» **Instruction**: Quote the line containing "Player-tracking tagging: indicate the purple" and all lines that follow it in the listing below, exactly as written.

» **Input material**:

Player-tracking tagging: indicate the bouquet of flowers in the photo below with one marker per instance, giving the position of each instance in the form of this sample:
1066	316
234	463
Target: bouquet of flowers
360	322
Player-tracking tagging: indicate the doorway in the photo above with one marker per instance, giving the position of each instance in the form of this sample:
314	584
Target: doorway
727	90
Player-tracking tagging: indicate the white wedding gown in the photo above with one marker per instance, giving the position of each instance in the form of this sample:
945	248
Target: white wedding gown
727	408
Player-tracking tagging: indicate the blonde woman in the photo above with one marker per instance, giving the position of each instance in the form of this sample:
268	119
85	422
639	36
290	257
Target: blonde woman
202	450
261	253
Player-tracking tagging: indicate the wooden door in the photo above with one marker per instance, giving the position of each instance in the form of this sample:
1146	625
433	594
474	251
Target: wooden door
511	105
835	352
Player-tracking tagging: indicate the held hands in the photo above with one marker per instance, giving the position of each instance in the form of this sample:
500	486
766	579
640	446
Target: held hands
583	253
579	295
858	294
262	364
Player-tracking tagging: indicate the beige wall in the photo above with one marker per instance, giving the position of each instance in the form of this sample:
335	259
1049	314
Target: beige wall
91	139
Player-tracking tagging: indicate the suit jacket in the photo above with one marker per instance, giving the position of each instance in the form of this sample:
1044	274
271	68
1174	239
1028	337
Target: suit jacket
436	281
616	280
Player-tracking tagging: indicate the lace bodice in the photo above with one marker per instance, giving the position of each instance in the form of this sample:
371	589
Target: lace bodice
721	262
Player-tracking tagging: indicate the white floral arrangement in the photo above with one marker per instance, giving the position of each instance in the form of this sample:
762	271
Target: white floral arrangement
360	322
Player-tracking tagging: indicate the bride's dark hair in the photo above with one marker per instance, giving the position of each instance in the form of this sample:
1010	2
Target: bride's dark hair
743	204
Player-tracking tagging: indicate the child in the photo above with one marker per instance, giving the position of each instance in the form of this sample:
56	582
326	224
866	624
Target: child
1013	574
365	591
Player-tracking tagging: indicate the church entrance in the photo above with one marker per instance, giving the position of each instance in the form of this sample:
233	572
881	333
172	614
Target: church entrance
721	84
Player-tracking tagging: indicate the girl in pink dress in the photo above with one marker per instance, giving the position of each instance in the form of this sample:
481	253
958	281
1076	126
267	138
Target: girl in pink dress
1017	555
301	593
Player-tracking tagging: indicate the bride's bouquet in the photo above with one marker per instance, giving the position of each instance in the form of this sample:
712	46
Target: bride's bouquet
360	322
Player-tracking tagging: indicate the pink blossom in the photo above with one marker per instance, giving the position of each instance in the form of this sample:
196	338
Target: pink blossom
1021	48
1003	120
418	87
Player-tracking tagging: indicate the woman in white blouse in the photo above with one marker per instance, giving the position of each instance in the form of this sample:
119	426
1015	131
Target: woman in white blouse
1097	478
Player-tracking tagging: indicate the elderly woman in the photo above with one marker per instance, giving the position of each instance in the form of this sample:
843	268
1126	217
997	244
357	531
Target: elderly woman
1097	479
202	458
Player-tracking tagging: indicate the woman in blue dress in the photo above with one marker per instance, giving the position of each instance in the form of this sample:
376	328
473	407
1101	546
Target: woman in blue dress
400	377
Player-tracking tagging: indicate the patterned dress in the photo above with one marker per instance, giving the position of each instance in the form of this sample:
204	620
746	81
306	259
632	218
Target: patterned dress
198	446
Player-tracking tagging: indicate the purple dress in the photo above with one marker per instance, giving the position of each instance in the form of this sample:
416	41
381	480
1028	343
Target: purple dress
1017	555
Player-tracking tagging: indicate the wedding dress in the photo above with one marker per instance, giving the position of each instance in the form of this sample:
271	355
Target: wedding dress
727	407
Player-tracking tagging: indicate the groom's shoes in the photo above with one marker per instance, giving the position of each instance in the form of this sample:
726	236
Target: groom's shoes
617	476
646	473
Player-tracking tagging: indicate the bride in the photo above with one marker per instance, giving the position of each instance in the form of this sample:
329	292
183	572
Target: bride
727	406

» **Output of the task**:
Player-tracking tagging: indicate the purple dress in the photo above with one marker per instance, giving the position of each instance in the form of this sample:
416	41
381	480
1028	343
Target: purple dress
1017	555
Player-tracking tagging: indicate the wedding dress in the photo above with one marker per instance, giving the position of each instance in the form of this sample:
271	355
Target: wedding dress
727	407
Player-tracking tagging: indicate the groom's shoes in the photo above with one marker per instance, giving the position of each instance in the form of this sample:
726	236
Target: groom's shoes
617	476
646	473
Player-tracking tagging: indicate the bride in the photo above with one marker per instance, giving the position of each instance in the form of this sample:
329	292
183	572
Target: bride
727	406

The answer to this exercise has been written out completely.